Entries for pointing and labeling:
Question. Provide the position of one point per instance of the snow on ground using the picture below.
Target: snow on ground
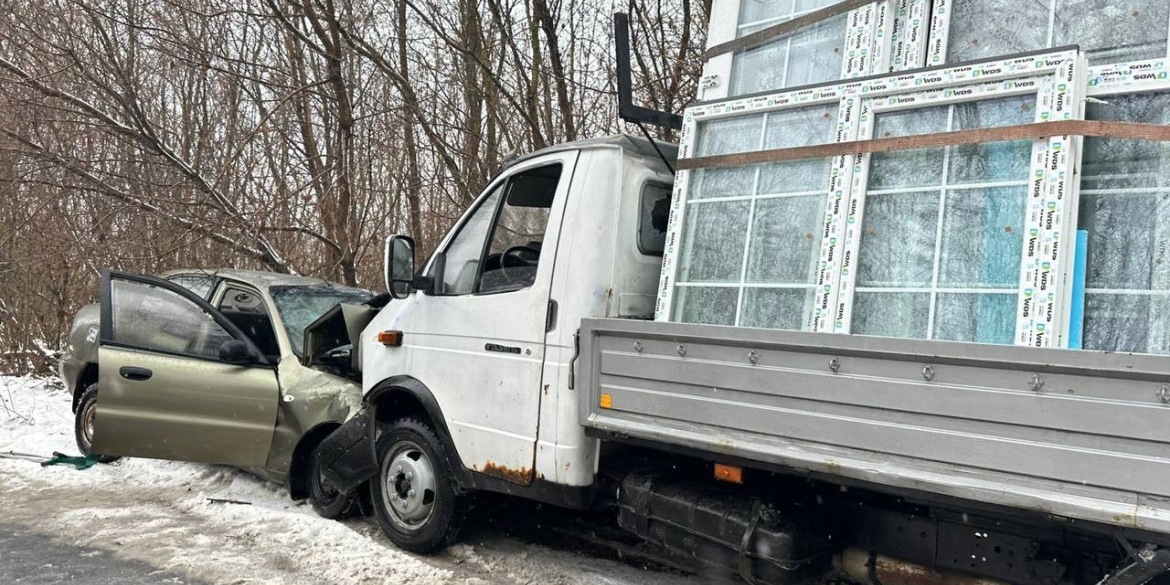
(158, 511)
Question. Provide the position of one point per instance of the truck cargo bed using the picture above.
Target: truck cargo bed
(1078, 434)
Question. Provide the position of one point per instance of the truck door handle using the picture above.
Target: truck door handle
(501, 349)
(136, 373)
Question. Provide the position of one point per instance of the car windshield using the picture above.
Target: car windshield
(301, 305)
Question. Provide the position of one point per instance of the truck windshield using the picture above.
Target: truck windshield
(301, 305)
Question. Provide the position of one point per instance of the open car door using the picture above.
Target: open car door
(177, 379)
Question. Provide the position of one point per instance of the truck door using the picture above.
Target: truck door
(178, 380)
(479, 343)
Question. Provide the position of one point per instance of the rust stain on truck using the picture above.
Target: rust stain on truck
(522, 476)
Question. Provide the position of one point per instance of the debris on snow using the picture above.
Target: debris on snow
(171, 515)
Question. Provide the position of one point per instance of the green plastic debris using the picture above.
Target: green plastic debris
(78, 462)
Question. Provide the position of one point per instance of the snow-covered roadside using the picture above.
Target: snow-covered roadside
(158, 511)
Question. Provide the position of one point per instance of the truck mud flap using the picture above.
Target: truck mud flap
(762, 543)
(348, 455)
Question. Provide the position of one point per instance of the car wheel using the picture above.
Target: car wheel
(83, 422)
(414, 496)
(325, 499)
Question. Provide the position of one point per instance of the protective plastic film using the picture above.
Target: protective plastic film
(1124, 205)
(1107, 31)
(750, 235)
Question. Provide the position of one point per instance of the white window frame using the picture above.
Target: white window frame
(1140, 77)
(883, 36)
(940, 38)
(1058, 98)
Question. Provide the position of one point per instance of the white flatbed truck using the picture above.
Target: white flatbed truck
(522, 358)
(531, 369)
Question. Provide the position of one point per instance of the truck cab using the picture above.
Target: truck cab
(481, 343)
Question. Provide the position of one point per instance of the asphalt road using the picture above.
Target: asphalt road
(29, 558)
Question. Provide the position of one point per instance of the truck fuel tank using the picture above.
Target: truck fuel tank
(764, 543)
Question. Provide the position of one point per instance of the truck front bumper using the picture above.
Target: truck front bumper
(348, 455)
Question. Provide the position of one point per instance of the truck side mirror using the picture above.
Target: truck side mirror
(399, 266)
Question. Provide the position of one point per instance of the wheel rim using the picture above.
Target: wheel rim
(324, 488)
(407, 486)
(88, 419)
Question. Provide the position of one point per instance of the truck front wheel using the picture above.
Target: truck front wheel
(414, 496)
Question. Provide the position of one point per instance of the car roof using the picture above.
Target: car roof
(257, 279)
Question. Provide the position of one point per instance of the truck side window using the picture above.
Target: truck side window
(653, 215)
(514, 250)
(466, 250)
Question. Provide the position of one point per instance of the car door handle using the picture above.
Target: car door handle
(136, 373)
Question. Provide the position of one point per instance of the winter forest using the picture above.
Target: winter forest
(283, 135)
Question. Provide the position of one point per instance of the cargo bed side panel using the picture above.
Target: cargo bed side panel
(1073, 433)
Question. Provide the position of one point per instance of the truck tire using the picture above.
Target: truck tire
(83, 422)
(327, 501)
(414, 496)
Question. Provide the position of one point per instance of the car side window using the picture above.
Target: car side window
(247, 310)
(197, 283)
(465, 253)
(153, 318)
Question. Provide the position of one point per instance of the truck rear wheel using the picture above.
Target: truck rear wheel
(414, 496)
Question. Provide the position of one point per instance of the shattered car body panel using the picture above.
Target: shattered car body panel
(303, 399)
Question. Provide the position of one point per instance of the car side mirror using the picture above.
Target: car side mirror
(235, 351)
(399, 266)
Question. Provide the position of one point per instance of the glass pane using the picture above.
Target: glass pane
(754, 11)
(1129, 240)
(795, 177)
(1127, 323)
(1112, 31)
(982, 318)
(897, 240)
(802, 126)
(730, 135)
(810, 55)
(784, 240)
(713, 246)
(992, 162)
(1112, 163)
(759, 68)
(157, 319)
(776, 308)
(979, 29)
(1126, 199)
(716, 183)
(983, 238)
(706, 304)
(816, 53)
(908, 169)
(1109, 31)
(892, 314)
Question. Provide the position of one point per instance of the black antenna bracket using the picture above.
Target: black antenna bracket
(626, 108)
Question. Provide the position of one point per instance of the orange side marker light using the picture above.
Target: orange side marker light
(730, 474)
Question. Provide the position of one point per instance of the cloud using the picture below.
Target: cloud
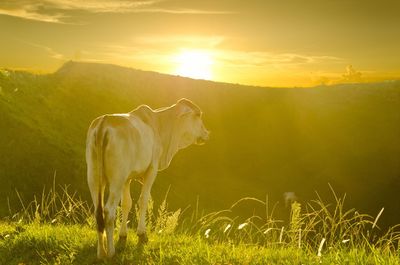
(55, 11)
(52, 53)
(96, 6)
(174, 41)
(351, 75)
(268, 59)
(30, 11)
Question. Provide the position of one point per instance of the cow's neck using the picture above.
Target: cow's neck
(168, 130)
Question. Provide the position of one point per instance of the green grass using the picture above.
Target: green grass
(58, 228)
(75, 244)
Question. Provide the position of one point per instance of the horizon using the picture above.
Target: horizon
(262, 44)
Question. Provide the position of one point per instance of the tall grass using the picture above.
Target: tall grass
(316, 227)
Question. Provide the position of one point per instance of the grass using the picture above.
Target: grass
(58, 228)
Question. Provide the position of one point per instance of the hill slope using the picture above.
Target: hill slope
(263, 141)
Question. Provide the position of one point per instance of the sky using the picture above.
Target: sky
(257, 42)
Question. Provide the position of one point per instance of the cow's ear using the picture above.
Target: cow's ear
(185, 106)
(184, 110)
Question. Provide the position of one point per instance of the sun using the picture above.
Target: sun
(194, 64)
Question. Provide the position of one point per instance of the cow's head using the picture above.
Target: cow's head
(192, 130)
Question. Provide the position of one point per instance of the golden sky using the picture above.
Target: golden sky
(255, 42)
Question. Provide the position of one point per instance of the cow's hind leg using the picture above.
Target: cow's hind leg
(94, 188)
(148, 181)
(110, 208)
(126, 204)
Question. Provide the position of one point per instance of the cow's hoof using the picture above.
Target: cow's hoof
(122, 241)
(111, 253)
(143, 239)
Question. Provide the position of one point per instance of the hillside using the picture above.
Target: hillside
(263, 141)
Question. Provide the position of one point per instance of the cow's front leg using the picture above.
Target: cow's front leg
(143, 202)
(110, 208)
(126, 204)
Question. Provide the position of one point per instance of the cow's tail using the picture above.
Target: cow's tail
(100, 145)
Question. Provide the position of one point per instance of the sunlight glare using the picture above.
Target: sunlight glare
(194, 64)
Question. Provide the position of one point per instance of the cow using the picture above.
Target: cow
(134, 145)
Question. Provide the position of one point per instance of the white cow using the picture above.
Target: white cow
(138, 144)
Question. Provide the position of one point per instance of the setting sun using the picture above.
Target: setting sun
(194, 64)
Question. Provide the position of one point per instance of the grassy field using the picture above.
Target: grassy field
(263, 140)
(58, 228)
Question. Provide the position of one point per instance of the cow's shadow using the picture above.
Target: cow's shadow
(126, 252)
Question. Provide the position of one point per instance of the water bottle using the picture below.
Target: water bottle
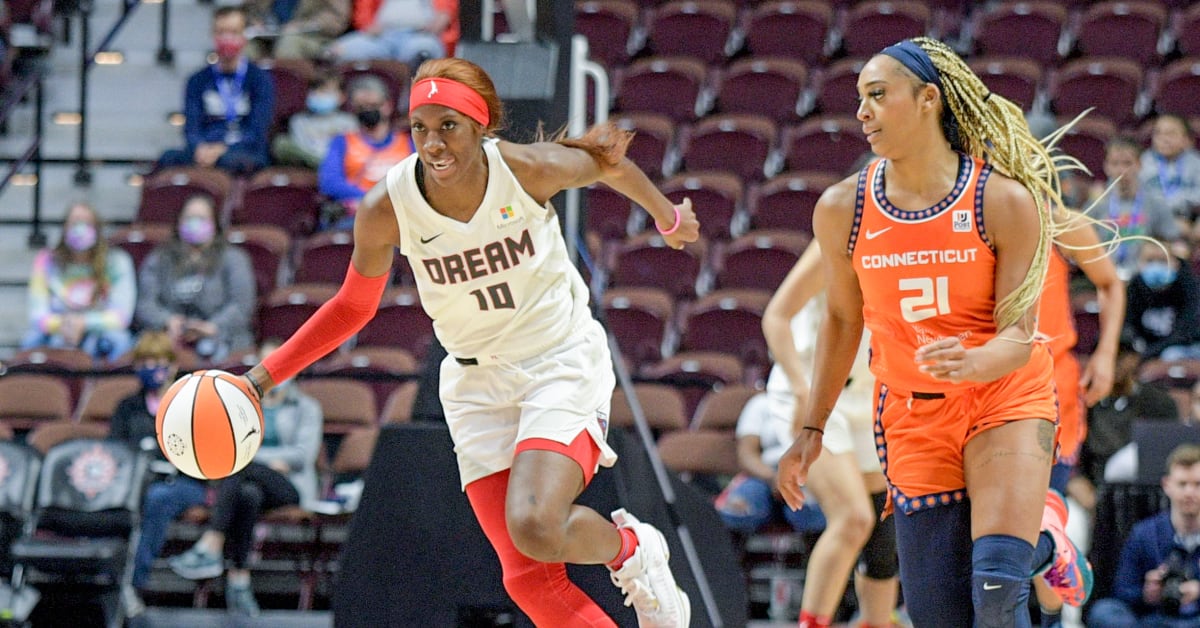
(780, 598)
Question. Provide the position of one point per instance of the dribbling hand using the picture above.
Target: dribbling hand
(793, 467)
(688, 228)
(946, 359)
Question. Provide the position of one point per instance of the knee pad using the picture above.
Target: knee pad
(879, 558)
(1000, 582)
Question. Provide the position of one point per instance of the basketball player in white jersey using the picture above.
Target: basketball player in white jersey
(528, 377)
(846, 480)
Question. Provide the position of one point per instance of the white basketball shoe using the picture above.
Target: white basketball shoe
(646, 578)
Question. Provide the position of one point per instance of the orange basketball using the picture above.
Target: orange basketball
(209, 424)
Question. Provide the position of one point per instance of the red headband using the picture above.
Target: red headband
(451, 94)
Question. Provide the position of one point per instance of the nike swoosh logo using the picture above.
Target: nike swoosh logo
(874, 234)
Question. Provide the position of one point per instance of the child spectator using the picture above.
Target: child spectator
(82, 293)
(311, 131)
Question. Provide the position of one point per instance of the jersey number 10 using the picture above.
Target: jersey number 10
(933, 298)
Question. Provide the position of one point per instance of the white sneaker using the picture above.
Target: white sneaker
(646, 578)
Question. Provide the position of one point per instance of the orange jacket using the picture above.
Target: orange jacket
(366, 10)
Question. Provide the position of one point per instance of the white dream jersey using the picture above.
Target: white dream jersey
(501, 286)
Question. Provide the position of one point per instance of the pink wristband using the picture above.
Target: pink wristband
(673, 227)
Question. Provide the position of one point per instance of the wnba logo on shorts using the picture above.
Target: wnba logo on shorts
(961, 220)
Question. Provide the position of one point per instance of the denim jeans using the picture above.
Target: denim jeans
(1111, 612)
(748, 503)
(163, 502)
(100, 345)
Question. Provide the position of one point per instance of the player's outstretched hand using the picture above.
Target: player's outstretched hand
(793, 467)
(688, 231)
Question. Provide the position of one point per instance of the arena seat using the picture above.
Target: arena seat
(735, 143)
(715, 197)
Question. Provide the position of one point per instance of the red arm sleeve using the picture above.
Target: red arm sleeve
(337, 320)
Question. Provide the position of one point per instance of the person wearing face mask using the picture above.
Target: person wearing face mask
(133, 423)
(1131, 205)
(405, 30)
(1171, 166)
(228, 106)
(311, 131)
(81, 292)
(282, 473)
(301, 35)
(359, 160)
(197, 287)
(1164, 305)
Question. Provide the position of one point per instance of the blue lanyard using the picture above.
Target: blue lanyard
(1170, 184)
(231, 88)
(1134, 211)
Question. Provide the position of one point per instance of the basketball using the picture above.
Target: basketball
(209, 425)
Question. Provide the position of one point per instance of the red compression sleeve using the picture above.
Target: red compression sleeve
(337, 320)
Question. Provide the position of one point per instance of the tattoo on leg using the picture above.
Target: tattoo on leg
(1045, 436)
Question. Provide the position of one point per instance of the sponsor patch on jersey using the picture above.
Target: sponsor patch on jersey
(961, 220)
(507, 215)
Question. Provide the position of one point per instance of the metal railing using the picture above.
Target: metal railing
(88, 60)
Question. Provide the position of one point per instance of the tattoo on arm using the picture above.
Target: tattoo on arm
(1045, 436)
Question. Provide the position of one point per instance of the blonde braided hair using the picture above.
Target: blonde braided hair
(994, 129)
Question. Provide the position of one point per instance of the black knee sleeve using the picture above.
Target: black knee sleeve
(879, 557)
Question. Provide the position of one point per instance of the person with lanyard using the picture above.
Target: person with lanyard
(846, 479)
(940, 249)
(528, 376)
(1171, 166)
(1127, 205)
(228, 106)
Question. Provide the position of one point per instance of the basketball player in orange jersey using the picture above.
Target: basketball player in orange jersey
(940, 249)
(528, 377)
(1080, 246)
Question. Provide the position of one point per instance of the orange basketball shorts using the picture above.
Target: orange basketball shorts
(921, 440)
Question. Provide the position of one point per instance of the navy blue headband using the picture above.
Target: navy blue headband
(916, 59)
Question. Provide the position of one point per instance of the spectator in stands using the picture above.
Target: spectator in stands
(310, 132)
(133, 422)
(282, 473)
(197, 286)
(1158, 575)
(1164, 305)
(1133, 208)
(359, 160)
(228, 106)
(311, 27)
(1171, 166)
(749, 502)
(82, 292)
(1110, 422)
(405, 30)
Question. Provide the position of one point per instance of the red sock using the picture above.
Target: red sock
(811, 621)
(628, 544)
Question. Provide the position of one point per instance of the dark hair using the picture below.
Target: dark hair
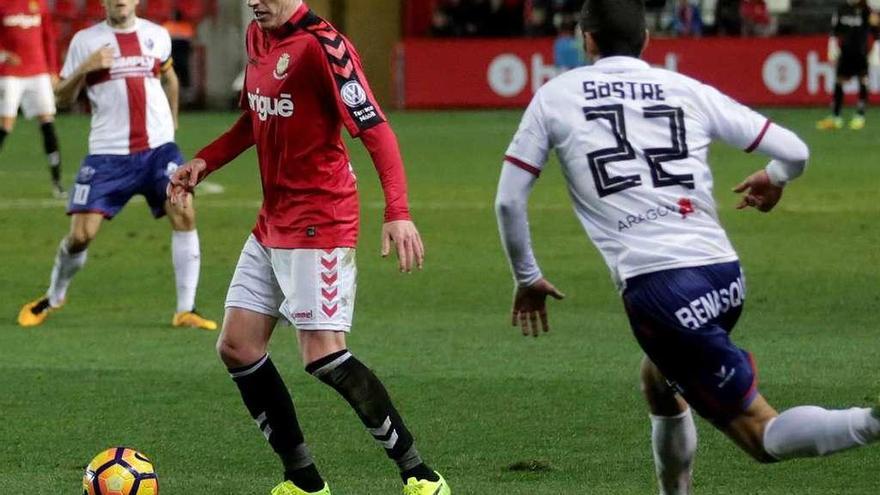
(617, 26)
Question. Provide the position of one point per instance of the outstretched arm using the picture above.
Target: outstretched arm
(532, 290)
(763, 189)
(223, 150)
(398, 229)
(171, 86)
(69, 88)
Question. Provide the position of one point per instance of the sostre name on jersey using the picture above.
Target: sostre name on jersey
(623, 89)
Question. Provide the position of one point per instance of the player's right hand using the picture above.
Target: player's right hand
(759, 192)
(530, 306)
(10, 58)
(833, 49)
(184, 180)
(100, 59)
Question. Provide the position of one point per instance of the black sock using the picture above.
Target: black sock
(863, 98)
(268, 400)
(369, 399)
(50, 146)
(838, 99)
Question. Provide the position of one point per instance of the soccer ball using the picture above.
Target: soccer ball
(120, 471)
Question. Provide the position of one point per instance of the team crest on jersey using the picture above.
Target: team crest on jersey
(282, 66)
(353, 94)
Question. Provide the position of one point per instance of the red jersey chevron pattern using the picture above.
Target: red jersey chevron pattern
(329, 279)
(303, 83)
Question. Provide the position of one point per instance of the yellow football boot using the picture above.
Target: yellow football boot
(192, 319)
(830, 124)
(425, 487)
(288, 488)
(857, 123)
(35, 312)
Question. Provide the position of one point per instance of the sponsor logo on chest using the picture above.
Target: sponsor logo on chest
(133, 66)
(282, 66)
(23, 21)
(851, 20)
(266, 106)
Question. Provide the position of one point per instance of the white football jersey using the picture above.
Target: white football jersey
(130, 112)
(633, 142)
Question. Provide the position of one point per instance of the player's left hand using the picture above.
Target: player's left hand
(183, 181)
(530, 305)
(407, 242)
(759, 192)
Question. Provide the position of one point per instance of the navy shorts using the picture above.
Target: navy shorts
(682, 319)
(105, 183)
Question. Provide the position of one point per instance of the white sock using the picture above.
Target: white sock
(810, 431)
(187, 259)
(674, 439)
(66, 266)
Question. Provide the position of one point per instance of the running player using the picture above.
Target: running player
(851, 27)
(28, 72)
(125, 65)
(303, 83)
(633, 143)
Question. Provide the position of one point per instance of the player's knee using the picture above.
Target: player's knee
(236, 354)
(79, 240)
(761, 456)
(315, 345)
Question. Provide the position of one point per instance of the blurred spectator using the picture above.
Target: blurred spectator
(756, 19)
(568, 49)
(687, 21)
(477, 18)
(182, 32)
(539, 20)
(727, 18)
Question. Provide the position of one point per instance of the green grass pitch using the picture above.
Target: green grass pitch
(108, 369)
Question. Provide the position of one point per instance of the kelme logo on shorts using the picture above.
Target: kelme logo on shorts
(265, 106)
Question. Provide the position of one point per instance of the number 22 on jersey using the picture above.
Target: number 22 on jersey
(607, 184)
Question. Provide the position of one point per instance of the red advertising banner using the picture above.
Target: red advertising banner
(506, 73)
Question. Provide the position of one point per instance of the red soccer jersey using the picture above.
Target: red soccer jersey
(303, 83)
(26, 30)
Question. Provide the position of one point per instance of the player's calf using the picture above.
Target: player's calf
(358, 385)
(803, 431)
(53, 153)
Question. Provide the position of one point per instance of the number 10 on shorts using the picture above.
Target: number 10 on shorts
(81, 193)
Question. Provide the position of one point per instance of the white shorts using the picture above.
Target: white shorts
(314, 289)
(34, 95)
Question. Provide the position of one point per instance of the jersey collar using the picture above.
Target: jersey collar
(292, 24)
(618, 63)
(134, 27)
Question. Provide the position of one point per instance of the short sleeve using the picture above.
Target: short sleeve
(347, 83)
(75, 57)
(731, 121)
(531, 143)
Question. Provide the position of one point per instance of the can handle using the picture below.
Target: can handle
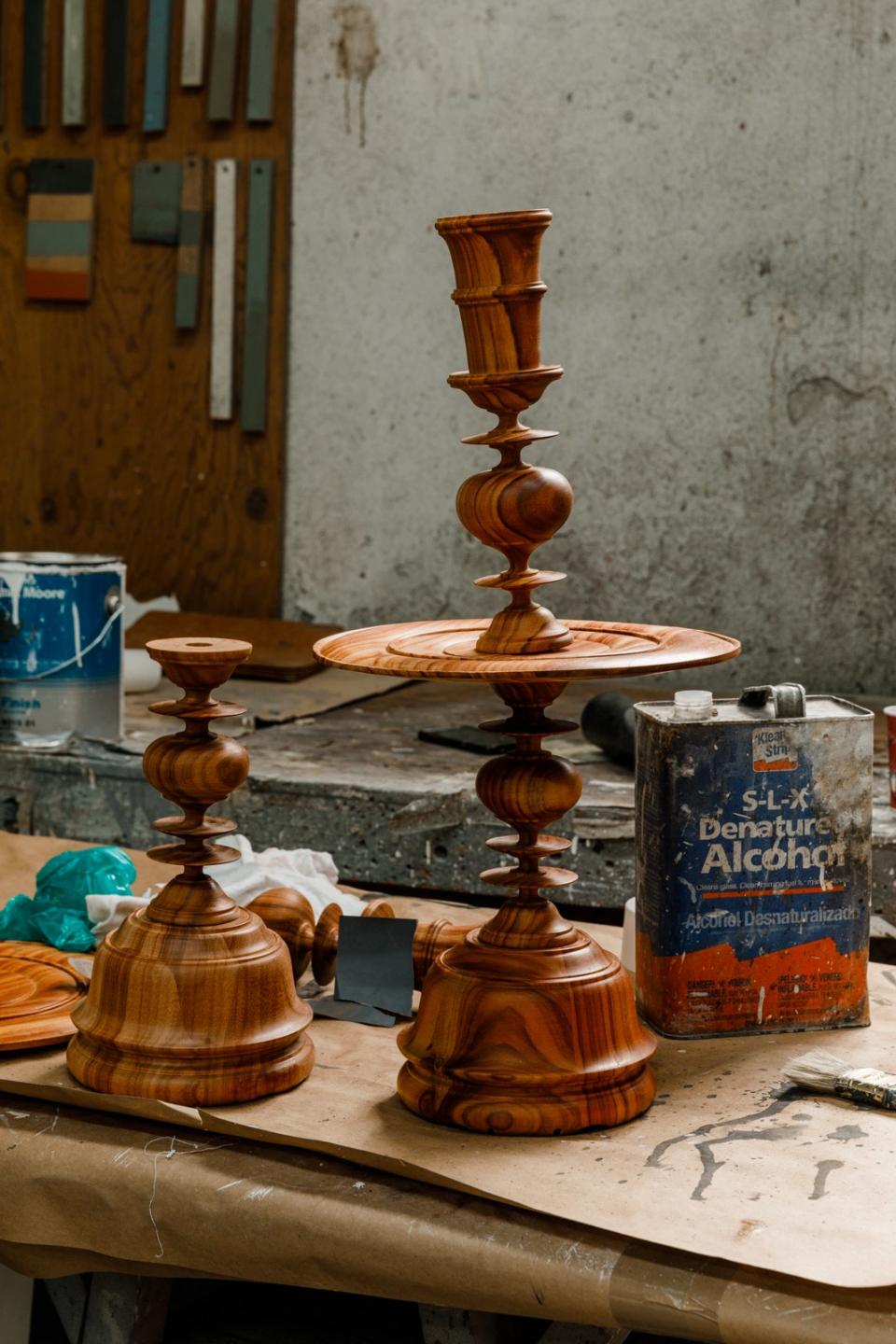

Task directions -> Show every line of the listing above that contains the string "cloud".

Written answer ->
Question. Provide the position of one point per instance of the cloud using the picture below.
Target: cloud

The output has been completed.